■ **What needs to be done**: Count the lines in the records below that contain the string "calling", with case counting, and reply with the number alone.

■ **Recorded data**:
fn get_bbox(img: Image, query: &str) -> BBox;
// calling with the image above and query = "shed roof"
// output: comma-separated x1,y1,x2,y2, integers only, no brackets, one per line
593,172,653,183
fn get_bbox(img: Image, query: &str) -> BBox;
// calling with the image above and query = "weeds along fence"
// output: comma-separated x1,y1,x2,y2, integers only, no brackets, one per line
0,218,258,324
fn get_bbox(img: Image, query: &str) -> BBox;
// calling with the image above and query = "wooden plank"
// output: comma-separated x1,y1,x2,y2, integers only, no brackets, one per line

...

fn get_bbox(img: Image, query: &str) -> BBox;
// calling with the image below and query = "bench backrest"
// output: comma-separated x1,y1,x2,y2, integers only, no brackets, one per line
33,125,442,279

■ **The response**: 4